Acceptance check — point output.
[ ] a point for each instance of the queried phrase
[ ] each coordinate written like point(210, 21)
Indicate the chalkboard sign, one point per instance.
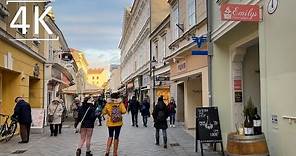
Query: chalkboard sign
────────────────
* **Exercise**:
A verbatim copy of the data, with all pictures omitted, is the required output.

* **Exercise output**:
Acceptance check — point output.
[ ] a point for each instance of the queried phrase
[ ] each coordinate written like point(210, 21)
Indicate the chalkboard sign, one point per instance.
Query: chalkboard sign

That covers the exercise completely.